● WORKING DATA:
==================================================
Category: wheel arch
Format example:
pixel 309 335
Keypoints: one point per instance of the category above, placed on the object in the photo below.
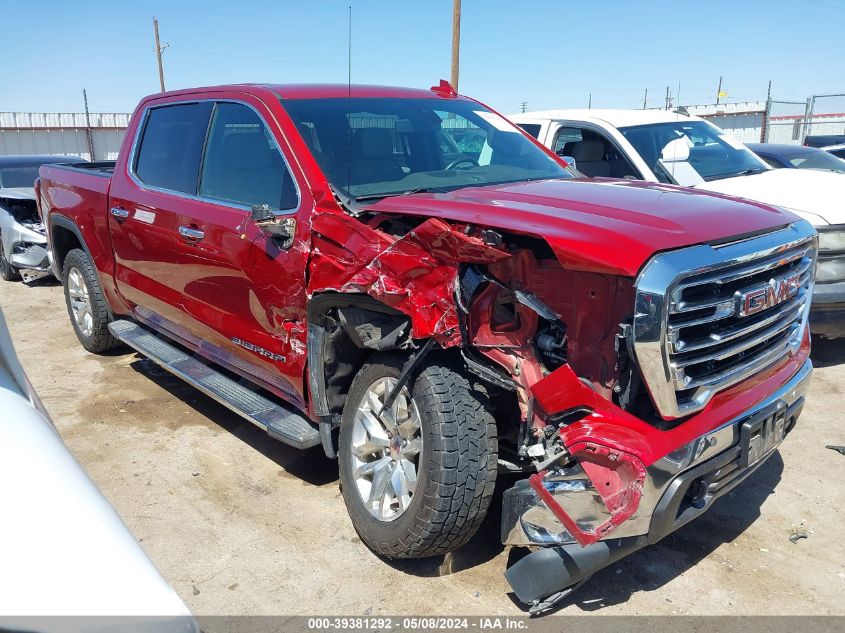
==================================================
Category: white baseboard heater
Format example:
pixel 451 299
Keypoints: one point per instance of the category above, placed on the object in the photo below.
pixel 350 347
==================================================
● JOB: Retype the lines from the line with "Category: white baseboard heater" up to and including the line with "pixel 350 347".

● WRITTEN SOLUTION:
Category: white baseboard heater
Format example:
pixel 451 299
Keypoints: one point per instance of the category above, placed on the object in the photo below.
pixel 350 347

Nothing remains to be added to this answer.